Natural language region descriptions
##############################

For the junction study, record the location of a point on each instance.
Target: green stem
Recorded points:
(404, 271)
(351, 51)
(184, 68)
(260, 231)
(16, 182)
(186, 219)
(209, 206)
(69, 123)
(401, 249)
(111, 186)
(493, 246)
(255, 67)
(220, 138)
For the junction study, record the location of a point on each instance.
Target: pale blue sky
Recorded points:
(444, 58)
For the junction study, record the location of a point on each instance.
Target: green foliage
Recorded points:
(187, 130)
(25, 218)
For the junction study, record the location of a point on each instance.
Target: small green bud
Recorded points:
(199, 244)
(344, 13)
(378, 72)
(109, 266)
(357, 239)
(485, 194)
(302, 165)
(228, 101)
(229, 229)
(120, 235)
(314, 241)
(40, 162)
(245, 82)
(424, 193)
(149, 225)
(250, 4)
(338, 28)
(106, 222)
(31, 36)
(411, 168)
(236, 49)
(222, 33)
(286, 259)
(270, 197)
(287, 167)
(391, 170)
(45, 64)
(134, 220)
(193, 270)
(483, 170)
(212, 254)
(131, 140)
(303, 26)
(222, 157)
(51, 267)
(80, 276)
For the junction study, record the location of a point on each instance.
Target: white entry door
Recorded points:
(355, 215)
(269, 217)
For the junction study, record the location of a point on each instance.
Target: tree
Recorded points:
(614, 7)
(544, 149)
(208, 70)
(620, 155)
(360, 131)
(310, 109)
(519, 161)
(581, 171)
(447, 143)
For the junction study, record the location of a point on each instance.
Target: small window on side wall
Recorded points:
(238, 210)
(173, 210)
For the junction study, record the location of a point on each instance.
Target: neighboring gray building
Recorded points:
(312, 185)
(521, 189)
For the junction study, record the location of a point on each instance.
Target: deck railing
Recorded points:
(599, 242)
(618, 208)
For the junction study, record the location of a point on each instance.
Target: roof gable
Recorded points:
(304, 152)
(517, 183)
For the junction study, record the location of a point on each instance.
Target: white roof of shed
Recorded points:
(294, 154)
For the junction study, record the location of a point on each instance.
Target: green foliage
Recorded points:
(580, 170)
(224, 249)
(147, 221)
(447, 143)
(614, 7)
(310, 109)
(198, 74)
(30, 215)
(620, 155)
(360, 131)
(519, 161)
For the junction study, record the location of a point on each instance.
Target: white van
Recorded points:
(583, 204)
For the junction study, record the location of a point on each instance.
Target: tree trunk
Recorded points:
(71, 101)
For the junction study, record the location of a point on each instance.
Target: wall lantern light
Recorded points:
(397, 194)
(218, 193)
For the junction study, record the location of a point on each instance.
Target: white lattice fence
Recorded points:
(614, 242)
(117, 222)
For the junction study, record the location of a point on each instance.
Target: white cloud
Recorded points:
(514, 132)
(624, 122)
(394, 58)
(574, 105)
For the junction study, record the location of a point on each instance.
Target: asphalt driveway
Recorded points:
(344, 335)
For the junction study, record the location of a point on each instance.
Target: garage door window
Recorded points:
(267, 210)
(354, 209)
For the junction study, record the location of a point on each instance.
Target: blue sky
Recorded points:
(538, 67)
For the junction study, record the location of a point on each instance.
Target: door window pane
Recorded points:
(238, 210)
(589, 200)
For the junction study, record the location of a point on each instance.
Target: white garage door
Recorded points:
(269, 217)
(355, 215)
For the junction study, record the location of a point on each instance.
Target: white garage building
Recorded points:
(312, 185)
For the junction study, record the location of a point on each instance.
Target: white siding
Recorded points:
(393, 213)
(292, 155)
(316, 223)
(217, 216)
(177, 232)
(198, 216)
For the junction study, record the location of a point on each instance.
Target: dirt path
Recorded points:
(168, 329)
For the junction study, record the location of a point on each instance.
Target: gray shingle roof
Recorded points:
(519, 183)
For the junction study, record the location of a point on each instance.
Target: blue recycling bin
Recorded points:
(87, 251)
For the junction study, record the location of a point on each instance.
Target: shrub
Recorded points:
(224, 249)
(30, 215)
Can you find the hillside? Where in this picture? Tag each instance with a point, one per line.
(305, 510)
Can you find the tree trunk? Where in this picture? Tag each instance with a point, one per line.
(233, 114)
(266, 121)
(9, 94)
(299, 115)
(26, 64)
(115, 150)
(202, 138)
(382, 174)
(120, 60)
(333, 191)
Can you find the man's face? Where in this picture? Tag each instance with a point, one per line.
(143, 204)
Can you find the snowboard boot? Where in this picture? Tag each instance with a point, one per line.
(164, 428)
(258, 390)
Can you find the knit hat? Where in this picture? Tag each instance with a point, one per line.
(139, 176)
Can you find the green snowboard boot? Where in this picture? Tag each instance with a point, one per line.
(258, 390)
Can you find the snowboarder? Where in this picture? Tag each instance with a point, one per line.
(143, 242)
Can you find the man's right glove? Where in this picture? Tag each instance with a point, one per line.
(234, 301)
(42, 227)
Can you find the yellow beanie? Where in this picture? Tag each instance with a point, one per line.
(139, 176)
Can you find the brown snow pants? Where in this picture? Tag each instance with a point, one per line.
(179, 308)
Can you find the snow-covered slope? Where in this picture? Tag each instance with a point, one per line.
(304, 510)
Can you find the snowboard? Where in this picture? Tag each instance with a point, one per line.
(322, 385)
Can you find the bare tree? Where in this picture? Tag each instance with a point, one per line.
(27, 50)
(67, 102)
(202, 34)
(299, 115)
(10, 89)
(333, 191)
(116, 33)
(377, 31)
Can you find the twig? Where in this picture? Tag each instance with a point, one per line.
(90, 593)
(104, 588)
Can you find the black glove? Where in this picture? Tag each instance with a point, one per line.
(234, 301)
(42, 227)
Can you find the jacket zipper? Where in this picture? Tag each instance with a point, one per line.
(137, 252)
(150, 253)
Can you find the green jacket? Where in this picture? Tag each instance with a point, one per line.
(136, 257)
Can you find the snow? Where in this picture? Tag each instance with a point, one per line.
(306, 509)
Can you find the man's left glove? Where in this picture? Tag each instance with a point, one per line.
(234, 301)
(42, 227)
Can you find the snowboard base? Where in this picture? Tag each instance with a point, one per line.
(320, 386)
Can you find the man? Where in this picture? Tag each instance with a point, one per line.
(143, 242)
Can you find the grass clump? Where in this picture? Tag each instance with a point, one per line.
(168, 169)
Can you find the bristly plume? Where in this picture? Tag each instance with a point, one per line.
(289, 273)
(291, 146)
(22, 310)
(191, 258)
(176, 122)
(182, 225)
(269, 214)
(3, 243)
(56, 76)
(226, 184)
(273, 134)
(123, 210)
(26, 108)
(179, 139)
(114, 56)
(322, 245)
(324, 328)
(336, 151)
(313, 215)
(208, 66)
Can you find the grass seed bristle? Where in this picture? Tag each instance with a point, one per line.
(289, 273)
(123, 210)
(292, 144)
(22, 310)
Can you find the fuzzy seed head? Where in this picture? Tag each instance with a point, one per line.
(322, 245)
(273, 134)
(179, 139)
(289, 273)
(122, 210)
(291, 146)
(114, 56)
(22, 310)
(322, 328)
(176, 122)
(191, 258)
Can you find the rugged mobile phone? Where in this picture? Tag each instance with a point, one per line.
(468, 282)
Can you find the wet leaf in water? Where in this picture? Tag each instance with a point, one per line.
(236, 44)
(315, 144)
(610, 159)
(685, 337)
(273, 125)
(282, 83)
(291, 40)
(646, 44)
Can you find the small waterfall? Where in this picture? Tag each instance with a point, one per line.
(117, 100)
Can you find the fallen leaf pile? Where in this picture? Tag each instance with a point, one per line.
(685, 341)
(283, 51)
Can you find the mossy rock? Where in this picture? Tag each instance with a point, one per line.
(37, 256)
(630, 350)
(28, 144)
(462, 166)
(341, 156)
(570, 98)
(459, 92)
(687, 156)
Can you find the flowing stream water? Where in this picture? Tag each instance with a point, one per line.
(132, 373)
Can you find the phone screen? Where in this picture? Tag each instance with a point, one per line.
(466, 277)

##############################

● Problem requirements: In the entries above, which lines hold the word "window"? Copy them out.

● Response area:
Target: small window on side wall
Target: garage door window
Target: door window pane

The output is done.